#### Text provided
_____
Foresting – Birding at Phillaur – Part 1

Foresting – Birding at Phillaur – Part 1

Phillaur has a lot of forests and cultivation and is also gifted with the mighty Sutlej which separates Phillaur from Ludhiana. There are more than a hundred species that I have recorded in and around Phillaur including the Eurasian Eagle Owl, Yellow-bellied Prinia and Temminick’s Stint.

This year I began birding with some regular trips to different forests and small villages around Phillaur. There was not much luck at first except some common species such as the Spotted Dove, Asian Koel and Tree Pipits.

Spotted Dove
Jungle babbler
Tree Pipit
Common Myna

I don’t really enjoy kite flying, so on Lohri that was on 13th, I went out birding. I didn’t saw many new species but I saw something very strange. I stopped at a place near Phillaur where there was some water collecting on the roadside. I saw a couple of Lemon-Rumped Warbler, Common Chiffchaff and a Jungle Babbler, but it had a black head.
_____
#### Task instructions
• a. According to the birding post, why did the writer go out birding on Lohri? Explain in one to three sentences.
• b. Repeat the birding post word for word from "Phillaur has a" up to and including "a black head.".

#### Material shown
_____
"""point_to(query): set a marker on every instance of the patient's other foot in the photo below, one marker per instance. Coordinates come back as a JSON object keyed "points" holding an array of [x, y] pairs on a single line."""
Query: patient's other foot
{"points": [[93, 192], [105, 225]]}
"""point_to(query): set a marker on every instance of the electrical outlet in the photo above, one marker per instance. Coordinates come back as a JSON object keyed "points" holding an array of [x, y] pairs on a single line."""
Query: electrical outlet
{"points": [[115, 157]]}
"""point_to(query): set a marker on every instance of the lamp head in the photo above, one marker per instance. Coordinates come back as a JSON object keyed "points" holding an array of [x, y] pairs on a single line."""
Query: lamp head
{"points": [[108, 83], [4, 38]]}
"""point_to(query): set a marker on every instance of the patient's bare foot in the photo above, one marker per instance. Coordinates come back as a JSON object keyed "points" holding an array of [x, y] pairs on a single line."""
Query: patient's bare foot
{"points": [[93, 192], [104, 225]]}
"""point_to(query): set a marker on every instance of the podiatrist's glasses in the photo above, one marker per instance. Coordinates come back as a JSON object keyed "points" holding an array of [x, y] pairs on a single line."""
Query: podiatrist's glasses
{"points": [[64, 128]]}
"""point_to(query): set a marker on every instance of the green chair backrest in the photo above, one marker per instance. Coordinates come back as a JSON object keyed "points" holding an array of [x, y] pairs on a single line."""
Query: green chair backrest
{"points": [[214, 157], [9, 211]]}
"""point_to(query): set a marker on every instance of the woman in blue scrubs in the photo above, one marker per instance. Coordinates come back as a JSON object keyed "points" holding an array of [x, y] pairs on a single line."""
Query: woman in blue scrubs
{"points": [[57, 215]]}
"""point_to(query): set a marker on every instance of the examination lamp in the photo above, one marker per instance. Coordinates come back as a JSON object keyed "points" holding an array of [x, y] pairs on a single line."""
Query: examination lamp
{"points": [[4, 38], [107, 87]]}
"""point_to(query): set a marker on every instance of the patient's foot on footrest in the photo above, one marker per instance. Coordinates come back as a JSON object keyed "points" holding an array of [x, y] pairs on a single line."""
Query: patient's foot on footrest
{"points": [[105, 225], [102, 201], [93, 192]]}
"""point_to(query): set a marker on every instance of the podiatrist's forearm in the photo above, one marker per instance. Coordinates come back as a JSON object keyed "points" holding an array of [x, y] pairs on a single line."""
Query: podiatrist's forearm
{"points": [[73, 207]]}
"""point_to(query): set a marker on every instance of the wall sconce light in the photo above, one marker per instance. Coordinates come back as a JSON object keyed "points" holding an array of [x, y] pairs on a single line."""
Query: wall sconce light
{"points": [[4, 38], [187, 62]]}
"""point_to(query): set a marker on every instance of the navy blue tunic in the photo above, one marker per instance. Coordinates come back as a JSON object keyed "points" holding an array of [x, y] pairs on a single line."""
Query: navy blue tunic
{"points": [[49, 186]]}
_____
#### Exercise solutions
• a. The writer doesn't really enjoy kite flying, so on Lohri, which fell on the 13th, the writer went out birding.

• b.
Phillaur has a lot of forests and cultivation and is also gifted with the mighty Sutlej which separates Phillaur from Ludhiana. There are more than a hundred species that I have recorded in and around Phillaur including the Eurasian Eagle Owl, Yellow-bellied Prinia and Temminick’s Stint.

This year I began birding with some regular trips to different forests and small villages around Phillaur. There was not much luck at first except some common species such as the Spotted Dove, Asian Koel and Tree Pipits.

Spotted Dove
Jungle babbler
Tree Pipit
Common Myna

I don’t really enjoy kite flying, so on Lohri that was on 13th, I went out birding. I didn’t saw many new species but I saw something very strange. I stopped at a place near Phillaur where there was some water collecting on the roadside. I saw a couple of Lemon-Rumped Warbler, Common Chiffchaff and a Jungle Babbler, but it had a black head.